THE TASK —
The expected output is the line bearing "positive clicks: (149, 503)" followed by all remaining lines of the records, each restated word for word.

GIVEN DATA —
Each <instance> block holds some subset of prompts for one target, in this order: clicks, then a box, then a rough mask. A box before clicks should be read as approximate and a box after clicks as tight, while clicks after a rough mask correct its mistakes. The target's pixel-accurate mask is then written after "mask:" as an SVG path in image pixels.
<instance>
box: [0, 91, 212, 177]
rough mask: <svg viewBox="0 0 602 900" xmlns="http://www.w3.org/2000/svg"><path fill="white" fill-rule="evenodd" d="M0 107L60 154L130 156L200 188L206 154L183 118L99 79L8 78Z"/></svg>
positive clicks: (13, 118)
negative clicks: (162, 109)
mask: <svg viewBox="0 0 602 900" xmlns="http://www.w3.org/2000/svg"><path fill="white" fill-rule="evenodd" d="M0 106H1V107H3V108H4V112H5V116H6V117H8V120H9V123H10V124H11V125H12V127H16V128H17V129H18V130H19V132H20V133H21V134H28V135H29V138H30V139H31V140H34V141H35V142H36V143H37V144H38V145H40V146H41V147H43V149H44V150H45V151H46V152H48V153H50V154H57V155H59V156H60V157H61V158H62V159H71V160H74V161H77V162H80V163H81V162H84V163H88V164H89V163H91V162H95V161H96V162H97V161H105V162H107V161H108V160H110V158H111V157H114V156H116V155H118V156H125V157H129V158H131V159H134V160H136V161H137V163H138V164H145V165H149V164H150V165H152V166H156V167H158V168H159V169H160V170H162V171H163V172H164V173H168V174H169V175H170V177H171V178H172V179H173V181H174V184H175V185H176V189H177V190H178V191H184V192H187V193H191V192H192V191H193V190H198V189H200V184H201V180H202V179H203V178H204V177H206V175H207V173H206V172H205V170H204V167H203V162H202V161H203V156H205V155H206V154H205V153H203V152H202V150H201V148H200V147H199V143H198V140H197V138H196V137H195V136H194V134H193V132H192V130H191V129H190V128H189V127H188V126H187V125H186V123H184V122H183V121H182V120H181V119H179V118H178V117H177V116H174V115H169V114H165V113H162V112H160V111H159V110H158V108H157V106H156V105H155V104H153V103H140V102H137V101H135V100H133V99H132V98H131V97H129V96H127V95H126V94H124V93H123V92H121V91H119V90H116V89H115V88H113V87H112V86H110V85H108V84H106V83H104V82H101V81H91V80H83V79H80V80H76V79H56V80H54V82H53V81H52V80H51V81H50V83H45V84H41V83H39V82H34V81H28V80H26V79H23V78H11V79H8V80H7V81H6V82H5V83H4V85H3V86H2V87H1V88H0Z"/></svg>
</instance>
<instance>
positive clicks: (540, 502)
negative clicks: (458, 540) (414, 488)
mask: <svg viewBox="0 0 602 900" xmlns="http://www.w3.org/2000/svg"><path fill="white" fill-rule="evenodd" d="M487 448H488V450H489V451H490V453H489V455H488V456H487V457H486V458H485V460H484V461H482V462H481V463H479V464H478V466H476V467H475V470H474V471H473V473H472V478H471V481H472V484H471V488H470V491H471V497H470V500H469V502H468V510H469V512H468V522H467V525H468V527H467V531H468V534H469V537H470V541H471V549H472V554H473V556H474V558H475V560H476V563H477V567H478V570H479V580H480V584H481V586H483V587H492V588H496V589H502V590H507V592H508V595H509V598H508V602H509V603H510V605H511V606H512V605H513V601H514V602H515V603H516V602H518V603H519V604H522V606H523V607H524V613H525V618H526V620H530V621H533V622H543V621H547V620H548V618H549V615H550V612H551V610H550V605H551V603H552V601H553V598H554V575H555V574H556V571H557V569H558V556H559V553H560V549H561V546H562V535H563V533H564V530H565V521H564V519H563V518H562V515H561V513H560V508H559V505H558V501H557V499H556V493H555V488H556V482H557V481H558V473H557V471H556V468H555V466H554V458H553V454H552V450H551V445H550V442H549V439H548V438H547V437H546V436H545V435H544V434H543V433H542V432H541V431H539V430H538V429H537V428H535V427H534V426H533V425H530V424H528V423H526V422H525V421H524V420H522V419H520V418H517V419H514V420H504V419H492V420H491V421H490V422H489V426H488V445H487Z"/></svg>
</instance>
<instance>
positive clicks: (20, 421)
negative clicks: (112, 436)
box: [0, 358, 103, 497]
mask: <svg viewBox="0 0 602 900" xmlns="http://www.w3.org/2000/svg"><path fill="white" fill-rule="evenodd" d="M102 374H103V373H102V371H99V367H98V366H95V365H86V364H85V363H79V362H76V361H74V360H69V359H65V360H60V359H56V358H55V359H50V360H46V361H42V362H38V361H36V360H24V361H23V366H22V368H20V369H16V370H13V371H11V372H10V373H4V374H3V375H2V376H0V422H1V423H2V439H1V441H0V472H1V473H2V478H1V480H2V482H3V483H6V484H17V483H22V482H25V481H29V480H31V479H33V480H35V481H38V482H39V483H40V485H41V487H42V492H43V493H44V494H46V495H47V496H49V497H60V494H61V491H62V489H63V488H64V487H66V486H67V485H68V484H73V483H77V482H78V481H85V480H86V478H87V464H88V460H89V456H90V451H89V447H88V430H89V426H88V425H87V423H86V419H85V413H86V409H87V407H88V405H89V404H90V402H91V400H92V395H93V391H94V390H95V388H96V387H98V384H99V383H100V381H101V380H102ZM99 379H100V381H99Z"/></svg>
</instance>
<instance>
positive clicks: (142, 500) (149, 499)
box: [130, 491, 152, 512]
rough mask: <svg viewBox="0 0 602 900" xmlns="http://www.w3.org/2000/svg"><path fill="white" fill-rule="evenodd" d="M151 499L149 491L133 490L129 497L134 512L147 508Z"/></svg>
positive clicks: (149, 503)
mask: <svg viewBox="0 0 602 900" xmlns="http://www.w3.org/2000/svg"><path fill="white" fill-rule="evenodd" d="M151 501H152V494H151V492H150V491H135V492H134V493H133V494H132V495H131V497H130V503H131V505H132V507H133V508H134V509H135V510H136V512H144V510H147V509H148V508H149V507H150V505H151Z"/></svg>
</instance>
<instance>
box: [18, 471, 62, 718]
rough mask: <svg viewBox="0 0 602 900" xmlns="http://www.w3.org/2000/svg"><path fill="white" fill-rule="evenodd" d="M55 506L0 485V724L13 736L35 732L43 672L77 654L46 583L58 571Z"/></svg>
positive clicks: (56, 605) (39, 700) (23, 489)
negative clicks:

RESPONSE BELOW —
positive clicks: (149, 503)
mask: <svg viewBox="0 0 602 900" xmlns="http://www.w3.org/2000/svg"><path fill="white" fill-rule="evenodd" d="M151 501H152V494H151V492H150V491H135V492H134V493H133V494H132V495H131V497H130V503H131V505H132V507H133V508H134V509H135V510H136V512H144V510H147V509H148V508H149V507H150V505H151Z"/></svg>
</instance>
<instance>
box: [18, 471, 62, 718]
rough mask: <svg viewBox="0 0 602 900" xmlns="http://www.w3.org/2000/svg"><path fill="white" fill-rule="evenodd" d="M55 506L0 485V724L13 736L35 732L43 672L77 654L46 583L58 571Z"/></svg>
positive clicks: (56, 605) (39, 700) (23, 489)
negative clicks:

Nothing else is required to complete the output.